**What needs to be done:**
Identify every line of the records that contains the string "wall" and copy each such line. Case counts.

**Extracted information:**
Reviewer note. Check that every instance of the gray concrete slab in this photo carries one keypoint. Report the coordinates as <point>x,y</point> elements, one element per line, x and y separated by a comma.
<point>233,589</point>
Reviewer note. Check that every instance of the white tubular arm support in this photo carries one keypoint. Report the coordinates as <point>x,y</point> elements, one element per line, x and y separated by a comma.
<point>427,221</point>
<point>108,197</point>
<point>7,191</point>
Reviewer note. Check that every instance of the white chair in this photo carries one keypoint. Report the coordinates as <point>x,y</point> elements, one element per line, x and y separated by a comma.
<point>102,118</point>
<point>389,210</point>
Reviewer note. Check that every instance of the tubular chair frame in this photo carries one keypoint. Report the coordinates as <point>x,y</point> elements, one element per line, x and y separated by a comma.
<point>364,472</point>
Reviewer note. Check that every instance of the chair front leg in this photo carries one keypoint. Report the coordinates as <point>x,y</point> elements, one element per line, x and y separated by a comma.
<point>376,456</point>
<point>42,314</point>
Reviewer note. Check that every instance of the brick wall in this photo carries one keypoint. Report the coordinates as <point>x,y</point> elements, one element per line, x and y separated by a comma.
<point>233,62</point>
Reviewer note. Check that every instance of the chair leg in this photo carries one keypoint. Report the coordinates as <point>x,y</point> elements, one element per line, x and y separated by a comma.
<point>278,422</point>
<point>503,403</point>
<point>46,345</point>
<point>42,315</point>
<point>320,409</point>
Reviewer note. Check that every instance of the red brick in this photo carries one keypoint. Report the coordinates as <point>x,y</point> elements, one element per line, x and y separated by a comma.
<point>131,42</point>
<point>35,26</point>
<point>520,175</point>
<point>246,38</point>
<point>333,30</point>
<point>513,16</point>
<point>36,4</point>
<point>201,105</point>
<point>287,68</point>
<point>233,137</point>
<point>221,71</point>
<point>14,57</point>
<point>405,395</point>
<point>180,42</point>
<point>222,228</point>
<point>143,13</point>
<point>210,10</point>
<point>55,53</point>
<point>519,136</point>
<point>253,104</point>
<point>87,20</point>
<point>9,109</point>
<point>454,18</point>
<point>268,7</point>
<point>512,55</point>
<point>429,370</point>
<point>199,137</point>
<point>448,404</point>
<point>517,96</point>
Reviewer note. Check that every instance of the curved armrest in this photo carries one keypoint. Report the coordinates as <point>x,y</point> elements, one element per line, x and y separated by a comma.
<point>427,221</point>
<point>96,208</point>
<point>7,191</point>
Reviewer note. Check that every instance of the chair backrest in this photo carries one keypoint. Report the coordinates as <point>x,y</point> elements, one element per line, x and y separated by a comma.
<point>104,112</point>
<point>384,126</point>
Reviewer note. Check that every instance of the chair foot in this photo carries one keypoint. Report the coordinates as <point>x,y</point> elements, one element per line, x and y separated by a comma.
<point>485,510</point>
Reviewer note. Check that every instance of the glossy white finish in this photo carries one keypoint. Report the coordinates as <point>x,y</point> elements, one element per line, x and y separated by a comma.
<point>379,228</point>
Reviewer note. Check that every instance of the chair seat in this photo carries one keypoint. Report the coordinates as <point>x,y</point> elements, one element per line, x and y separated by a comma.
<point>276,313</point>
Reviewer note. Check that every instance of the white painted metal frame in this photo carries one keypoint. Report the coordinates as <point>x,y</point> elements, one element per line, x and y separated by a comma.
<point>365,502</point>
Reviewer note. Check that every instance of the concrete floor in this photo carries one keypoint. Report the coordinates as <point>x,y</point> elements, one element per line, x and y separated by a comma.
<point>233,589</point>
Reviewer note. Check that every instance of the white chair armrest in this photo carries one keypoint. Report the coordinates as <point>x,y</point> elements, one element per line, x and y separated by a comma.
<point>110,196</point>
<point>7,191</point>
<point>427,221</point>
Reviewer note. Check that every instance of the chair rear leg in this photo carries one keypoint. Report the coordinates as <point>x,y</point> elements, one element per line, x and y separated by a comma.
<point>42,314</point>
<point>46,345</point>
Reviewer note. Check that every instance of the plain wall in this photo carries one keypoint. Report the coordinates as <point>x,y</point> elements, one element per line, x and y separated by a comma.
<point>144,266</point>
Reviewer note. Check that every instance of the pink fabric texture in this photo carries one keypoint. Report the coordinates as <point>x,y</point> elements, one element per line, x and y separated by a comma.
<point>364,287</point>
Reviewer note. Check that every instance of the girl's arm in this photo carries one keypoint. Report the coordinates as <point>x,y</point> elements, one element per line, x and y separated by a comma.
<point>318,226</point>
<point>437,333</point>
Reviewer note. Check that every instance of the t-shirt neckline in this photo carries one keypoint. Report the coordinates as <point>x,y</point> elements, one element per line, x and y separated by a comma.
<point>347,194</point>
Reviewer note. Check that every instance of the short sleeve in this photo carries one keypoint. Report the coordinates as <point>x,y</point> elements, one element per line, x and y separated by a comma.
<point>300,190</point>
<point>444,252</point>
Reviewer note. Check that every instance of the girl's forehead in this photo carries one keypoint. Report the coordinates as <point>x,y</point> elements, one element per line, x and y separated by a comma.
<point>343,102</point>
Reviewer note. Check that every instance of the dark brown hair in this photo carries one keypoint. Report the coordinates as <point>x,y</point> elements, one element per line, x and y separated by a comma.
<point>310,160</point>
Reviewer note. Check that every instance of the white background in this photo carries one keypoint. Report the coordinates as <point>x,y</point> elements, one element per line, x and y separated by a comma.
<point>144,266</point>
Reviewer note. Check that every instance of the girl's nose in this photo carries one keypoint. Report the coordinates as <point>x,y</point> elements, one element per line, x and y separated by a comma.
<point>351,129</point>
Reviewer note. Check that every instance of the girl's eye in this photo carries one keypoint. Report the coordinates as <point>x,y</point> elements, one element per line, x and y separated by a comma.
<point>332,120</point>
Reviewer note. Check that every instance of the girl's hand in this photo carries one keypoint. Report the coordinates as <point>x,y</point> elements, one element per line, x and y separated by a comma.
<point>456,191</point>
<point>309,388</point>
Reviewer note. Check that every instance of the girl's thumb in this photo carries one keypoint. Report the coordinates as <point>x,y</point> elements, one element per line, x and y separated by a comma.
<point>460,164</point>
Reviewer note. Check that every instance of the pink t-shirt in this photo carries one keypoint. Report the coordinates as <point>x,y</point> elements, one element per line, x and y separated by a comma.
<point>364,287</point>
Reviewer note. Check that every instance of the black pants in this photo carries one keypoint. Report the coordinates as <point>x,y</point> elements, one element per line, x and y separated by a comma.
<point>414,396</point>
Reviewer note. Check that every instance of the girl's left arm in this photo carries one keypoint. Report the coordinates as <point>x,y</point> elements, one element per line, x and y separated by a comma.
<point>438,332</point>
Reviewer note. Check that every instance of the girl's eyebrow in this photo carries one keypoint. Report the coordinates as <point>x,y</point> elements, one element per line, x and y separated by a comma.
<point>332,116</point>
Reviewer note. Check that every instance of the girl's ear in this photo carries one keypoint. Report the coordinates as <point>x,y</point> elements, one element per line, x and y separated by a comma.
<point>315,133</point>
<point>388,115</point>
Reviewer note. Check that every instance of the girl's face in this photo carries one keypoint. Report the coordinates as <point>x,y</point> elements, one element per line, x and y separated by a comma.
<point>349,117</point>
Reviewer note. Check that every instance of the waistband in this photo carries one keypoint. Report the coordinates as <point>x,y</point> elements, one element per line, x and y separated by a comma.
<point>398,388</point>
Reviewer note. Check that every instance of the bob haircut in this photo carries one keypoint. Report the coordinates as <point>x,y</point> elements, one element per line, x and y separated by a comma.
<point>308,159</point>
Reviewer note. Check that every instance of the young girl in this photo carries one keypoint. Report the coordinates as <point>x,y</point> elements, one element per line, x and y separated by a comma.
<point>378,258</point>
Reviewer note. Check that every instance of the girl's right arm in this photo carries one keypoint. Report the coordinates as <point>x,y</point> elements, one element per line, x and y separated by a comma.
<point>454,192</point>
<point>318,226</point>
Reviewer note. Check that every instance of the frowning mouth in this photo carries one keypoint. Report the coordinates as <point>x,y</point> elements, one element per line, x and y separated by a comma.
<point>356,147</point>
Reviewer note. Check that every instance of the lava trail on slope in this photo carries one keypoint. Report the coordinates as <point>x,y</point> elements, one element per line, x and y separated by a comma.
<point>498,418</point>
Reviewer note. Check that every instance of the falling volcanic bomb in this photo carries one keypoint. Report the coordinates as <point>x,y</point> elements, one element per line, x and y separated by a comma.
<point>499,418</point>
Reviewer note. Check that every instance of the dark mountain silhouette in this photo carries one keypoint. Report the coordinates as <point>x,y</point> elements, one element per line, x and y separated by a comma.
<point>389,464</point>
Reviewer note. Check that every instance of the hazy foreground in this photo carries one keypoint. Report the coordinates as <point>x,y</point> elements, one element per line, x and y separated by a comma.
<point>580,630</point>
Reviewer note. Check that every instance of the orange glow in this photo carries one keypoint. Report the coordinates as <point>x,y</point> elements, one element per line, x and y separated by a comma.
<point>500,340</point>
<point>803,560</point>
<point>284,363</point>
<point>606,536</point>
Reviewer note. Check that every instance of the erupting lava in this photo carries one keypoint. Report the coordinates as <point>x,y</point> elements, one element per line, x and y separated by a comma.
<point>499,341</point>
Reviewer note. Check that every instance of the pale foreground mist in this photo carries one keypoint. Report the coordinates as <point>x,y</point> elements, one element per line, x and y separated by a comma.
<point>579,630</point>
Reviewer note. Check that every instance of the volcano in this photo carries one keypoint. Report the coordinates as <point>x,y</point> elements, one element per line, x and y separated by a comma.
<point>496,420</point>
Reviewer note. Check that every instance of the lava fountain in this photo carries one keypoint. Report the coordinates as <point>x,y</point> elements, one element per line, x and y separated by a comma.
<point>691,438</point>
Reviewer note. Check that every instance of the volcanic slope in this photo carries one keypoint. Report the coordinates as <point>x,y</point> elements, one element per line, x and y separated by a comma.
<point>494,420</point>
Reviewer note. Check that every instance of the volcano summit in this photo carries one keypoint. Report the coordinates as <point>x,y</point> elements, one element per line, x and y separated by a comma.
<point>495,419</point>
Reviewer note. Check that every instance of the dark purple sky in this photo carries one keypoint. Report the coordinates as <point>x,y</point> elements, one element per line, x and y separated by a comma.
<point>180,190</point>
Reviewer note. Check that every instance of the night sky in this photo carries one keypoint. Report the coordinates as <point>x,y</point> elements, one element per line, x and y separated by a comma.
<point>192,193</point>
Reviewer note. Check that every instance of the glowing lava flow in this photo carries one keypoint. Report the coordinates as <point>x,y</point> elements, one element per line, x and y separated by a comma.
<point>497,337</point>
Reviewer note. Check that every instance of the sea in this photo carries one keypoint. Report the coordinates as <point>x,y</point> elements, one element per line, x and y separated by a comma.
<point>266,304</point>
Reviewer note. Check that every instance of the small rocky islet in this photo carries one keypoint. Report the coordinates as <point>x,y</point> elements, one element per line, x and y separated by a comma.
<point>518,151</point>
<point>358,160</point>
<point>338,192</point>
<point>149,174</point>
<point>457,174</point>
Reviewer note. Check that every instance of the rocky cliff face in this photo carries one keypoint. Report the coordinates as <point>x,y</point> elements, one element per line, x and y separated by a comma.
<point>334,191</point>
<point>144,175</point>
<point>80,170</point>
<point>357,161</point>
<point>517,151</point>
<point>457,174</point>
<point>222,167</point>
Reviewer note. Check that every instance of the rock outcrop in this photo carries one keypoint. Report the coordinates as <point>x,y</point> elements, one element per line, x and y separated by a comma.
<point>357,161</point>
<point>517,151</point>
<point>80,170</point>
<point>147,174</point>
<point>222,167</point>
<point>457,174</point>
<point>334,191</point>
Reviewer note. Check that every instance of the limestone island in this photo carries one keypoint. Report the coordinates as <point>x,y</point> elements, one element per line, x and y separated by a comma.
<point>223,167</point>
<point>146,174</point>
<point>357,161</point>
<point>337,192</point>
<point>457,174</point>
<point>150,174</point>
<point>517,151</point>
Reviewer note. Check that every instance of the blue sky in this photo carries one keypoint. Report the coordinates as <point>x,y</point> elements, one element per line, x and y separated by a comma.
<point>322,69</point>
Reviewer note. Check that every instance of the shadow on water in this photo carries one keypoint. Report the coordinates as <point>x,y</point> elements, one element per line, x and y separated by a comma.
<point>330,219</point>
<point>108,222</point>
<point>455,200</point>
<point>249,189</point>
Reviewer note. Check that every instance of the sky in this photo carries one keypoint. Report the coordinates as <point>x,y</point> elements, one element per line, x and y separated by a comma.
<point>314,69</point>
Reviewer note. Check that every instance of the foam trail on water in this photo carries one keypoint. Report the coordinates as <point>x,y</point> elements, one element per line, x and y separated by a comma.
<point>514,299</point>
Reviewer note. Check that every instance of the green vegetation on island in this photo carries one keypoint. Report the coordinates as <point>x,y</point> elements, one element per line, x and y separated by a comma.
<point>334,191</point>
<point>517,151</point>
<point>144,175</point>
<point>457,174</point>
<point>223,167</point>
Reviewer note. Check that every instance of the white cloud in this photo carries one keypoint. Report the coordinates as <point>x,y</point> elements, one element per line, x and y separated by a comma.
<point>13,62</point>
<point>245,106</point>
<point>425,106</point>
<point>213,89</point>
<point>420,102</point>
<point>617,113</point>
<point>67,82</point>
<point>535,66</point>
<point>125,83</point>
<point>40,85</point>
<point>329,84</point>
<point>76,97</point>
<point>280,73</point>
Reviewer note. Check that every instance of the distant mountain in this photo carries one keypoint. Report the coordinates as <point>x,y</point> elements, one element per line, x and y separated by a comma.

**Completed exercise:**
Reviewer note. Check that every instance of the brick wall in this photo carries one keypoint. Report the coordinates as <point>x,y</point> elements, one element per line, x and y separated by a comma.
Reviewer note. Check that every instance of the plain wall in this photo carries one keypoint. Report the coordinates as <point>x,y</point> elements, one element per line, x and y separated by a comma.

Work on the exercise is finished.